── Extracted records ──

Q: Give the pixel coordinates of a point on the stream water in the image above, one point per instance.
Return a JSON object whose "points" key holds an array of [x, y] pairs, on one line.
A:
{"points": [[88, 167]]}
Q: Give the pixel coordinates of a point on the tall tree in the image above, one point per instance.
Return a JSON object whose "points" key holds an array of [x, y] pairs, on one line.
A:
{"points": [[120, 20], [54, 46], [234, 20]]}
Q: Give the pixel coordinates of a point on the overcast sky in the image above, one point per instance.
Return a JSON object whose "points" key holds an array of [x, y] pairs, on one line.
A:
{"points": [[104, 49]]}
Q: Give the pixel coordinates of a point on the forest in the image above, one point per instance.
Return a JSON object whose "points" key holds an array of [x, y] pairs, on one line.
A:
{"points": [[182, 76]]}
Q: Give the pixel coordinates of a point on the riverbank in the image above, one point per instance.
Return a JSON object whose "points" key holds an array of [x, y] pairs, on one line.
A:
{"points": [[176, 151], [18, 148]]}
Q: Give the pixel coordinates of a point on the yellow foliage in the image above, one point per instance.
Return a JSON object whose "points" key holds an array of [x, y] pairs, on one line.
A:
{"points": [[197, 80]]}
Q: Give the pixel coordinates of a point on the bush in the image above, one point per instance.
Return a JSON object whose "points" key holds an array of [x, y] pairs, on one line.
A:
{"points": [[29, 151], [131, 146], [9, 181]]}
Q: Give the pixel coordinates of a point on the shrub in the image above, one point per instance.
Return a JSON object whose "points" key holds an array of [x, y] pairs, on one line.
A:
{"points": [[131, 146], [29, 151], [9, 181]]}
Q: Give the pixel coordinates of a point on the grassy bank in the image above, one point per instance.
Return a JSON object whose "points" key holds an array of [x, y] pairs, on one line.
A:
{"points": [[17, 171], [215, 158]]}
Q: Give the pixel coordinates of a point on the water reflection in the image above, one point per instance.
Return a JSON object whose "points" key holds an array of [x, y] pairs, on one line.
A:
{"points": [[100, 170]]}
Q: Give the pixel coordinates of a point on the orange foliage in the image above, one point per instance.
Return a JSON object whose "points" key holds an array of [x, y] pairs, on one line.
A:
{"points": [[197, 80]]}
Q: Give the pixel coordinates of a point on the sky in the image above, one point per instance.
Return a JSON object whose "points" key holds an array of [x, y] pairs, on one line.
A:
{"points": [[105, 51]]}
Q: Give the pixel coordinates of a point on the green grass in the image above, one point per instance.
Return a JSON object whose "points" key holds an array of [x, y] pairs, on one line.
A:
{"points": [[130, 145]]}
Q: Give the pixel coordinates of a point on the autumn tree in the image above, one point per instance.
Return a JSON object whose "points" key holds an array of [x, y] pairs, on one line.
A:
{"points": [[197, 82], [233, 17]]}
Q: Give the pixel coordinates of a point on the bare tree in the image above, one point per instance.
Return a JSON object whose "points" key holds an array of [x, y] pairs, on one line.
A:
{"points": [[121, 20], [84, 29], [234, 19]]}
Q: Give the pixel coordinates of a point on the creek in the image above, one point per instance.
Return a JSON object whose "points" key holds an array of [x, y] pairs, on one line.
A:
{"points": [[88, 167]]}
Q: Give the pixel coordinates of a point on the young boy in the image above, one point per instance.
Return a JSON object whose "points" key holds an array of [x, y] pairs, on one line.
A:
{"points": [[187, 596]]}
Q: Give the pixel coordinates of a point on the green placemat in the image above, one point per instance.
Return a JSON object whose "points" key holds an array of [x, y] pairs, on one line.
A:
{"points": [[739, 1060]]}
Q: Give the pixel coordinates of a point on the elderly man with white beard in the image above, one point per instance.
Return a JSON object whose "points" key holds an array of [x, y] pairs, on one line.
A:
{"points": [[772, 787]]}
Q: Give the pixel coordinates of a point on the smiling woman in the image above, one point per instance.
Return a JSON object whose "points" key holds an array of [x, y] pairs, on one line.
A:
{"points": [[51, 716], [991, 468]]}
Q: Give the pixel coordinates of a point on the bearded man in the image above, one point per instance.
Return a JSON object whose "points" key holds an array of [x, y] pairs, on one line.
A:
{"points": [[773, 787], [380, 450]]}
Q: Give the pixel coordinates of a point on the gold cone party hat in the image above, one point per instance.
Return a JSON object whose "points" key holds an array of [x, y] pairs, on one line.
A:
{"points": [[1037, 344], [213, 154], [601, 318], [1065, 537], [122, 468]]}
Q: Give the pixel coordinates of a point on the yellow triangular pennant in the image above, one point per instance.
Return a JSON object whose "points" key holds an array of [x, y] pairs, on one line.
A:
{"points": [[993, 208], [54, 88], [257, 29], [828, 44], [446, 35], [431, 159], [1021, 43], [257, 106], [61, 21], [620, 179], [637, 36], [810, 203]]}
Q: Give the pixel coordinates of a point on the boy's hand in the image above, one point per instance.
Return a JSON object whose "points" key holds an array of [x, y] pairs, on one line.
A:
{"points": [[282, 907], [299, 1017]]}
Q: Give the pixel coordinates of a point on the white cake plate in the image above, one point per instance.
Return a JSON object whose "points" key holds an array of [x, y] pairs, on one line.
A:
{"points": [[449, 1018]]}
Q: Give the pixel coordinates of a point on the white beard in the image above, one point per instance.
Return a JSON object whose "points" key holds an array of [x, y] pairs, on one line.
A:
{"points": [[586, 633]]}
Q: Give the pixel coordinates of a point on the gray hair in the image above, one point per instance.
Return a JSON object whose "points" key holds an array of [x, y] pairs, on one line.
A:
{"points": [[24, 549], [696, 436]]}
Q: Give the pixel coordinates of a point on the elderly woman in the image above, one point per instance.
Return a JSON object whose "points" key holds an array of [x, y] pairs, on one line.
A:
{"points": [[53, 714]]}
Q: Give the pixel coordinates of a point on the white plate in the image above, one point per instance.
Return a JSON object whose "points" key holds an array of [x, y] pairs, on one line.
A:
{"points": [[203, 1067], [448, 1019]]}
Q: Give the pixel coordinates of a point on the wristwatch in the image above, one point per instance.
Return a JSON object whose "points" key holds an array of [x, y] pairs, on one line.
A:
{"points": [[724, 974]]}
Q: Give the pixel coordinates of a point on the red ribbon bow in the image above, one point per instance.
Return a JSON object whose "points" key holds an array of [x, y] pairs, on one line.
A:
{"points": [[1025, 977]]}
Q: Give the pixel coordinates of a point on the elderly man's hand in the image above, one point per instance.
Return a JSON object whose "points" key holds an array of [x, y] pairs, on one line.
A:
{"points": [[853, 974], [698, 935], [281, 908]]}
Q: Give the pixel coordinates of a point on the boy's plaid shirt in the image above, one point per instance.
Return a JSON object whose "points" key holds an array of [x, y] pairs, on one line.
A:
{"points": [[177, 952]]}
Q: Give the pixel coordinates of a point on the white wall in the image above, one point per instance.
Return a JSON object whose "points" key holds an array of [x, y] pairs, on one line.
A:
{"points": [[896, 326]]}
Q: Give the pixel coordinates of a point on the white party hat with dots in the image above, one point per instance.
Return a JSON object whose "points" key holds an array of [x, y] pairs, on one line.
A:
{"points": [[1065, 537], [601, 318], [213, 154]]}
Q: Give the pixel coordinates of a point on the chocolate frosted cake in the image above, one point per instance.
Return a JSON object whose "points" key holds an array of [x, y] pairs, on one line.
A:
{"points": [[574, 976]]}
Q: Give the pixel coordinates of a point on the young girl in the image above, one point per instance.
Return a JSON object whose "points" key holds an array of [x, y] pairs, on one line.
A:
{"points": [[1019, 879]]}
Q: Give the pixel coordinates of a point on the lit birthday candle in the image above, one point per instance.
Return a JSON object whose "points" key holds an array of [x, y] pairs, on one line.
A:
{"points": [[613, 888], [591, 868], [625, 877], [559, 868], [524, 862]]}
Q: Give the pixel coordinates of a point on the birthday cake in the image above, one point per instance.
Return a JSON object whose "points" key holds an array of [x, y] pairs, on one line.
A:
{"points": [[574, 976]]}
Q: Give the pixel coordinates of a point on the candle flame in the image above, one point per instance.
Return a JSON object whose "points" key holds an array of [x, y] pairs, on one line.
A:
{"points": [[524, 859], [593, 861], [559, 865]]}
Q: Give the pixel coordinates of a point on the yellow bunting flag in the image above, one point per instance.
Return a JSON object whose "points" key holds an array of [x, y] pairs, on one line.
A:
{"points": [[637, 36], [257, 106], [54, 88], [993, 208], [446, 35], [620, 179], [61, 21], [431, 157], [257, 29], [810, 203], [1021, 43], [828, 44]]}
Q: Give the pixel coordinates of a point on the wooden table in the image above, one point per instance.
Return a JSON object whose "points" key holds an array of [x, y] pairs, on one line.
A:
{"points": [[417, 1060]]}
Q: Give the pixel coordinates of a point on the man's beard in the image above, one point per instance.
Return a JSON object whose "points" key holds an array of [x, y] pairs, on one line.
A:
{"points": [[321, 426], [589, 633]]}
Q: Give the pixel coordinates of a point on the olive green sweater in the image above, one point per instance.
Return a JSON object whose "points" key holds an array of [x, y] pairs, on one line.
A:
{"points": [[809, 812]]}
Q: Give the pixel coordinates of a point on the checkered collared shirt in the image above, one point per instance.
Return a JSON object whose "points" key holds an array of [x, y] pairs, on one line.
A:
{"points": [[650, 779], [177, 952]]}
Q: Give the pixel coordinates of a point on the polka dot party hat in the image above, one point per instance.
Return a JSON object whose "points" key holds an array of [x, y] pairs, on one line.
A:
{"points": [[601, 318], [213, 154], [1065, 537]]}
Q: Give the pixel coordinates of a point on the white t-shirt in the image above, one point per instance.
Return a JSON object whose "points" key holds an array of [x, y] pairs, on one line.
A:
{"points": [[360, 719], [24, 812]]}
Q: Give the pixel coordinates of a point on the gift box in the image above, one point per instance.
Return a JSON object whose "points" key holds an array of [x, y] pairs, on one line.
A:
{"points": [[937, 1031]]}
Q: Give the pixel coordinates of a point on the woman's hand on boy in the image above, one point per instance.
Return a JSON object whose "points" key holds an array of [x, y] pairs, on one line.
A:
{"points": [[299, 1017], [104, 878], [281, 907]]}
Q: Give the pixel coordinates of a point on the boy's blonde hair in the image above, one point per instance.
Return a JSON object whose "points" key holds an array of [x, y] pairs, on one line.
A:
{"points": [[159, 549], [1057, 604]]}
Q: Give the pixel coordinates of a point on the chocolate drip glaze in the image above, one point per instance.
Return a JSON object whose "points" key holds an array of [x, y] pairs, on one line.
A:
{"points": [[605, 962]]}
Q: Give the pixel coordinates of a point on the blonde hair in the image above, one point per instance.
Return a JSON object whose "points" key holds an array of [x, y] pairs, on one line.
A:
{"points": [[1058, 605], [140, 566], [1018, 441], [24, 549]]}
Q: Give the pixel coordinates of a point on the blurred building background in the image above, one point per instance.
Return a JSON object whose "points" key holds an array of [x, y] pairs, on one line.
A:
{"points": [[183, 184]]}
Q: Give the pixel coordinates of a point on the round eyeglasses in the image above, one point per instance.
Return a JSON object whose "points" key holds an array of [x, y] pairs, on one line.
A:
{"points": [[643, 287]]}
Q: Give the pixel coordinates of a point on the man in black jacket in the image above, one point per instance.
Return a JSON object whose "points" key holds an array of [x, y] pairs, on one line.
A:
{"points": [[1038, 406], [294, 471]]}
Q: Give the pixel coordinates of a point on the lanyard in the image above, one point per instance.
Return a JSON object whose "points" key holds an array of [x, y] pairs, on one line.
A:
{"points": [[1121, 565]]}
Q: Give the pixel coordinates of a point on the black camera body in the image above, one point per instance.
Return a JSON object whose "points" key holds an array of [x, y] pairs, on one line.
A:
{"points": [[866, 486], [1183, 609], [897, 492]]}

───

## What to do
Find every line in the records that has the word "young". Copy those lines.

## Solution to this task
Q: Give the pixel coordinates of a point on the young boy in the image above, one point per instance.
Q: Give the pixel coordinates of a point on the young girl in the image above, one point per instance.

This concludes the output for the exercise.